### Selected passage
Sunday, June 3, 2018

Sid & Aya (Not a Love Story)

♣♣♣♣♣/♣♣♣♣♣

Stock broker during the day and insomniac by night, Sid (Dingdong Dantes) frequents a 24-hour café to kill time. There he meets Aya (Anne Curtis), a working girl juggling multiple jobs to make ends meet. After breaking the ice, the two engage in a business relationship: He pays her a thousand pesos per hour and she keeps him company in return. As they spend more paid time together they get to know one another better. He tells her about his open relationship with his girlfriend Dani and how he screws people over for a living. She shares her familial frustrations as well as her plan to go to Japan to convince her mother to finally come back home. As time goes by, what starts off as transactional becomes platonic, and eventually turns romantic. But as they insist, this is not a love story. Or is it, really?

### Supplied material
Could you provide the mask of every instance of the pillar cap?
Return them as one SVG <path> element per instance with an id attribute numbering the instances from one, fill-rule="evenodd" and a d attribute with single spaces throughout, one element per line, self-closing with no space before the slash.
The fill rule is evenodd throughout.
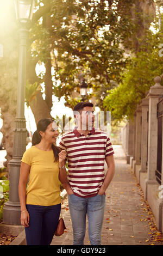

### Job 1
Answer these questions about the Sid & Aya movie write-up above:
(a) How much does Sid pay Aya for each hour of her company?
(b) What is the name of Sid's girlfriend?
(c) To which country does Aya plan to go, and for what purpose?
### Job 2
Carry on with the Sid & Aya movie write-up above, picking up right after its last sentence.

### Exercise response 1
(a) A thousand pesos.
(b) Dani.
(c) Japan, to convince her mother to finally come back home.

### Exercise response 2
The film is dark, literally dark. It's not that most of the scenes are shot at nighttime, it's just that the cinematography seems to be setting the mood for a gloomy vibe. It's always a good thing when you can delve into the mindset of a character by virtue of what you hear or see onscreen. In this case, it feels more like seeing the world from the lens of an unhappy insomniac in search for purpose in life, or a street-smart breadwinner who keeps up with routine for the sake of her family. Maybe that's what makes Sid and Aya such relatable characters after all. They just feel so familiar.

Curtis has played this role before so there really is nothing new to praise. She clearly excels in woman of the world roles and you'd like to think that seeing her as an optimistic breadwinner will be too much of a stretch. But she pulls off her character with just the right amount of panache, neither too flamboyant nor detached. It is Dantes who shines in this narrative. He does not seem to have a long filmography, even more so after GMA Films stopped producing romantic comedies. It's a good thing that he is allowed to do movies outside of his home network. Given the chance to take on other roles that are outside of his comfort zone, we get to see him evolve as an actor. Sid has to be his most interesting role yet, the embodiment of the older millennial still trying to make sense of a world he abhors.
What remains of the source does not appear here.